This document outlines the key steps to follow when preparing your data before uploading it to the platform.
Why clean data matters
Generative AI relies on clear, well-structured information to understand and generate accurate responses. Excessive formatting, inconsistent text, or irrelevant information can confuse the AI, leading to lower-quality outputs.
By cleaning your data beforehand, you help the AI focus on the essential content and ensure the responses it generates are relevant and accurate.
Data cleaning best practices
If possible, avoid PDFs. Although our platform supports it, PDFs tend to be poorly formatted.
Particularly avoid PDFs that contain images or scanned text.
Whenever possible, use Word documents.
Remove unnecessary formatting. Avoid using complex formatting as it can interfere with the AI’s ability to process the text properly.
Remove headers and footers, page numbers, footnotes, and any special fonts, colours, or backgrounds.
Keep paragraphs and basic headings.
Simplify and standardise text. Ensure the text is easy to read and consistent throughout the document.

***

## STATED PROBLEM A
Pick out every row below that contains the string "shirt", and copy each one in full. Case counts.

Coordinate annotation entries
***

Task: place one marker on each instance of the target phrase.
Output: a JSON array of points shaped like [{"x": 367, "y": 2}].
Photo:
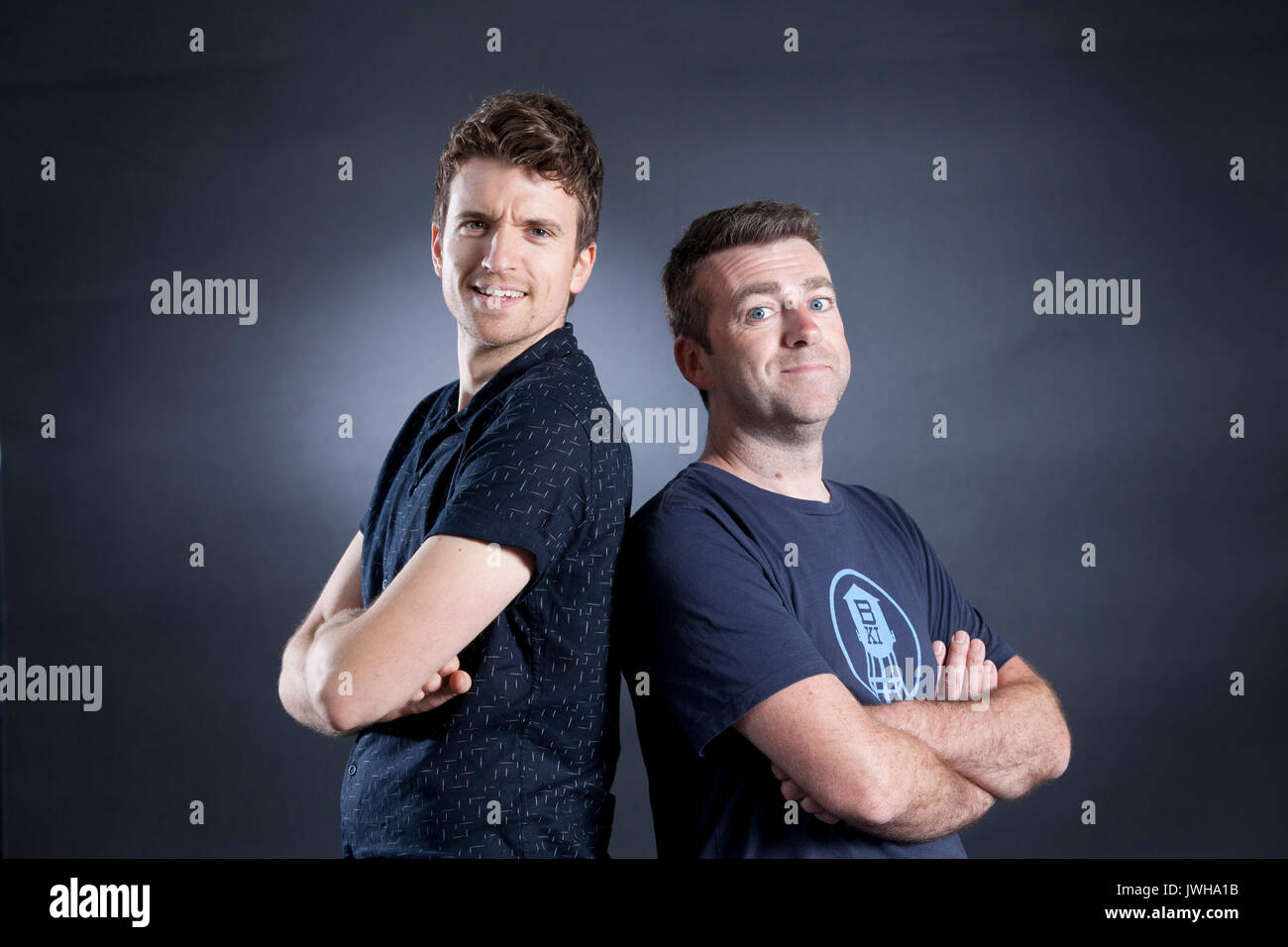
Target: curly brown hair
[{"x": 536, "y": 131}]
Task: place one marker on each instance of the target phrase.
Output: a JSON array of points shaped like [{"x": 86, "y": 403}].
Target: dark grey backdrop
[{"x": 1063, "y": 429}]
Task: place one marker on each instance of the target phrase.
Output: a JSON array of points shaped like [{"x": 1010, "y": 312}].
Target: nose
[
  {"x": 502, "y": 249},
  {"x": 799, "y": 326}
]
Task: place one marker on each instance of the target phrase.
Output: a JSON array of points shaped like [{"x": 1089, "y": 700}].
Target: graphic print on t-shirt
[{"x": 875, "y": 635}]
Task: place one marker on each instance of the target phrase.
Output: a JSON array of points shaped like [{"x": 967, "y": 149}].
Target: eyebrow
[
  {"x": 553, "y": 226},
  {"x": 765, "y": 289}
]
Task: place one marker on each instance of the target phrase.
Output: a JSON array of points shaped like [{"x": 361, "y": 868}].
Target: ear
[
  {"x": 695, "y": 363},
  {"x": 436, "y": 248},
  {"x": 581, "y": 268}
]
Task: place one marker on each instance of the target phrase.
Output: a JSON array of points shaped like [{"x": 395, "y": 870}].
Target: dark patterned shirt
[{"x": 520, "y": 764}]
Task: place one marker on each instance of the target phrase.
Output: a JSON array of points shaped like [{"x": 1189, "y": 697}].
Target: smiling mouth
[{"x": 497, "y": 300}]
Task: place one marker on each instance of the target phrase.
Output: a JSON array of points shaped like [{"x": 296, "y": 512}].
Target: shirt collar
[{"x": 546, "y": 348}]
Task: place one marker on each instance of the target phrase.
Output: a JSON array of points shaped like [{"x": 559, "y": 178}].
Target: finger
[
  {"x": 956, "y": 665},
  {"x": 456, "y": 684}
]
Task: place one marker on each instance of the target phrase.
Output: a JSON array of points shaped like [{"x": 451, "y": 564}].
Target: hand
[
  {"x": 793, "y": 791},
  {"x": 436, "y": 692},
  {"x": 966, "y": 674}
]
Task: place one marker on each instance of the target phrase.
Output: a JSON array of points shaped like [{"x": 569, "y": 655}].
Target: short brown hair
[
  {"x": 747, "y": 224},
  {"x": 536, "y": 131}
]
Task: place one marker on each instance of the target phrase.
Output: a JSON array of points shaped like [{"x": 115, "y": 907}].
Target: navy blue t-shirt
[
  {"x": 520, "y": 764},
  {"x": 726, "y": 594}
]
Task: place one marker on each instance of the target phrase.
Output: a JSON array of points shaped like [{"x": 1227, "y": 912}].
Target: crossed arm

***

## STATED PROBLEM B
In the data-cleaning guide, what type of document should be used whenever possible?

## WRITTEN RESPONSE A
Target: graphic print on t-shirt
Target: dark patterned shirt
Target: shirt collar
Target: navy blue t-shirt

## WRITTEN RESPONSE B
Word documents.